> Directive:
List every line of the material below that contains the string "lawn".
- - -
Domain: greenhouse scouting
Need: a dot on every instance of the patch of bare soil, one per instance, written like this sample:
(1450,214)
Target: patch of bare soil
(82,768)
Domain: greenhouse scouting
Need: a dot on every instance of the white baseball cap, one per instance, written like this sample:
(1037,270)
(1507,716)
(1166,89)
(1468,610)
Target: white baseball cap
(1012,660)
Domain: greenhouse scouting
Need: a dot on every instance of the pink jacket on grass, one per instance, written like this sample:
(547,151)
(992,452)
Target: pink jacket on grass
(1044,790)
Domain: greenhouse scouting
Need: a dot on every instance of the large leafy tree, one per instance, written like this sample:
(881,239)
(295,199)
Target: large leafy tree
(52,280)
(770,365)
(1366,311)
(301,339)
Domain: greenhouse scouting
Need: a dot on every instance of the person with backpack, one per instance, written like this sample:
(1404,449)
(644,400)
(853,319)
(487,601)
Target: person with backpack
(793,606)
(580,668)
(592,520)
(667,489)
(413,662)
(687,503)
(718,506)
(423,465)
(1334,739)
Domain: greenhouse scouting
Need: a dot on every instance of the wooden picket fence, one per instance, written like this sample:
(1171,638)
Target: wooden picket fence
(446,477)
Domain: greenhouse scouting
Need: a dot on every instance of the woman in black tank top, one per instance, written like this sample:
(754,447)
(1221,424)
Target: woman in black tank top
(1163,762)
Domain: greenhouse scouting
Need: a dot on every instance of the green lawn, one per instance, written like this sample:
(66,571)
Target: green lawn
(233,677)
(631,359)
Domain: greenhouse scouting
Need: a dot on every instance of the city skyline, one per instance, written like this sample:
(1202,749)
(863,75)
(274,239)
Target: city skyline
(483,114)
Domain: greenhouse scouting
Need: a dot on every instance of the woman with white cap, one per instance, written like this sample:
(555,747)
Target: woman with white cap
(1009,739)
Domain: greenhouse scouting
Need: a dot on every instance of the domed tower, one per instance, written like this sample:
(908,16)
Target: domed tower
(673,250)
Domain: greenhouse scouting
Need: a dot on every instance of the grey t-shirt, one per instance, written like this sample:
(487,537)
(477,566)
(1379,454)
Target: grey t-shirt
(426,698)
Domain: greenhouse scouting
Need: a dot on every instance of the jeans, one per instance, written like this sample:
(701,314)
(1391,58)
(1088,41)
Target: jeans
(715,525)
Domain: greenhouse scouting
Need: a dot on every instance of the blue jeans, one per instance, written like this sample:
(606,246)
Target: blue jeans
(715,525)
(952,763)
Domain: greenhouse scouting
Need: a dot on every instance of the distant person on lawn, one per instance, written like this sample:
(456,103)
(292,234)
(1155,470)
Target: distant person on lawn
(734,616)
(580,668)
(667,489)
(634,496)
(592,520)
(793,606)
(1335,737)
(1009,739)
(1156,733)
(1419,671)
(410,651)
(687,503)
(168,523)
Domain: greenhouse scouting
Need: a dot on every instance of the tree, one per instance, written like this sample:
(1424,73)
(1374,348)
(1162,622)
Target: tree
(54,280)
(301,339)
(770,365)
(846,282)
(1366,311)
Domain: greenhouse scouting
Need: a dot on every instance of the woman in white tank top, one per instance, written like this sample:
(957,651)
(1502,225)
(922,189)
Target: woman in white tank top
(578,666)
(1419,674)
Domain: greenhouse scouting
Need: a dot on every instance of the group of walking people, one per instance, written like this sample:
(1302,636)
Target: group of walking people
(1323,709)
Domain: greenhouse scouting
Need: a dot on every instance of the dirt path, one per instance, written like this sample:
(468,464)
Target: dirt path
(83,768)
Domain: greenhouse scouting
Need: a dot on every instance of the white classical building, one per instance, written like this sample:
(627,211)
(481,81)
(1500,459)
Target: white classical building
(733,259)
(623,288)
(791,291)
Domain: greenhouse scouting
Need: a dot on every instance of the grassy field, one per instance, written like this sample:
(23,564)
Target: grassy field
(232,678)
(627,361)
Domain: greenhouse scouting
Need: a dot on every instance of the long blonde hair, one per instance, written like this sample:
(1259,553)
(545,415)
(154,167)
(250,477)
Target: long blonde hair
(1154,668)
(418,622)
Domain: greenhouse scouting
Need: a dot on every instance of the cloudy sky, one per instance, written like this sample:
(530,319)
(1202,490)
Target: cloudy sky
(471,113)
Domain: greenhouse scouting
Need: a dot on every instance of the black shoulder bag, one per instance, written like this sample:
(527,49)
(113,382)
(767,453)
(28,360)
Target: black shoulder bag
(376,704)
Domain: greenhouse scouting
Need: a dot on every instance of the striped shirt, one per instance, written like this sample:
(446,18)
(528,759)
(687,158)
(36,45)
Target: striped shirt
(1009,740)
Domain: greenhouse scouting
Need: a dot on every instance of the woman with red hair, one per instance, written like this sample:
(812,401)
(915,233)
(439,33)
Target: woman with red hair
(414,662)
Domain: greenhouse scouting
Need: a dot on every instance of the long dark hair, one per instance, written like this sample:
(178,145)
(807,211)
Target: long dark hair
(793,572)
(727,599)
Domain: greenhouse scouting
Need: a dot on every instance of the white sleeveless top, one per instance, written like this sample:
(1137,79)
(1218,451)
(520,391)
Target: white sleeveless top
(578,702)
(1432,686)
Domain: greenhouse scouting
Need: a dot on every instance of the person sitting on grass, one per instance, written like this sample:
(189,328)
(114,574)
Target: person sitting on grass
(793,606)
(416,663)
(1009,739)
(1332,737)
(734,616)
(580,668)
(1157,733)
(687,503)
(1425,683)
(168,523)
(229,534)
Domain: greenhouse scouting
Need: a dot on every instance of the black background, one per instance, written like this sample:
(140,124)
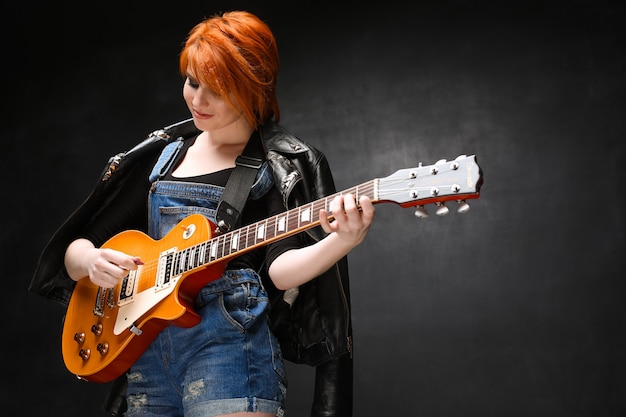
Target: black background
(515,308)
- - -
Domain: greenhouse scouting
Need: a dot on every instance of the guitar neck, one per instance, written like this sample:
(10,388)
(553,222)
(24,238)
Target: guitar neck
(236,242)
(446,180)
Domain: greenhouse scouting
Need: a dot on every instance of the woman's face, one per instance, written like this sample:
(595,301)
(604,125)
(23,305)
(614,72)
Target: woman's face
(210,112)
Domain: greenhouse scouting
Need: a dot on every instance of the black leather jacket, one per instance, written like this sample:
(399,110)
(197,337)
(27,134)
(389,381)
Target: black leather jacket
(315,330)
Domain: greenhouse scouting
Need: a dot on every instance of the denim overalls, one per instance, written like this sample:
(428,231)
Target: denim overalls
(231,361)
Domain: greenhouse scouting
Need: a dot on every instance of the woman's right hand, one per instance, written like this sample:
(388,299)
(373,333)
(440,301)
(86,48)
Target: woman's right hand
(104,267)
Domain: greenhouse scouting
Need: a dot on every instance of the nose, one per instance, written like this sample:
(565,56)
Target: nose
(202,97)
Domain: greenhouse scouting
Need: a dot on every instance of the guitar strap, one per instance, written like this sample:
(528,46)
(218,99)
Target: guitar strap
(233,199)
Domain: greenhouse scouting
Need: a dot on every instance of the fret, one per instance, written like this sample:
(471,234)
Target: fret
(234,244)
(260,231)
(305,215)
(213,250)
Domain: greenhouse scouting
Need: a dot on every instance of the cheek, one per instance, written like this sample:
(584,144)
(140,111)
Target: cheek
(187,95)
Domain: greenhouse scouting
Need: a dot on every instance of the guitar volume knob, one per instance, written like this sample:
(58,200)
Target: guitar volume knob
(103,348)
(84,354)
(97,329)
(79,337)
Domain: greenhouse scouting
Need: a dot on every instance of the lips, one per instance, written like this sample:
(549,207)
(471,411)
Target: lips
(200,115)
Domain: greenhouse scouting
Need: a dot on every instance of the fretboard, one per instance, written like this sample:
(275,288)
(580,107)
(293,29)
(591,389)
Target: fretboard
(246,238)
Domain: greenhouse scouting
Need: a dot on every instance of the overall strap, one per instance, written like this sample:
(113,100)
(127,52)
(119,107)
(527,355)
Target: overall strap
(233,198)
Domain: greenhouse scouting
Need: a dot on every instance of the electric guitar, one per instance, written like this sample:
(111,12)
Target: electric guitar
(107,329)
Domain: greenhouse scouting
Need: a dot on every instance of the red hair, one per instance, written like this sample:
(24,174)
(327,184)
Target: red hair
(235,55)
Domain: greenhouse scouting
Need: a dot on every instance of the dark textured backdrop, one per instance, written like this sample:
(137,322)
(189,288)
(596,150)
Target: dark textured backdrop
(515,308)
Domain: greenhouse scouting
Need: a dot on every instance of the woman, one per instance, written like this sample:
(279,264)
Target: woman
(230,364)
- - -
> Answer to the exercise:
Need: a dot on every instance of the green lawn, one per instance, written like this sample:
Target: green lawn
Need: a dot on every instance of the distant person on lawn, one per instance, written like this sample:
Target: distant person on lawn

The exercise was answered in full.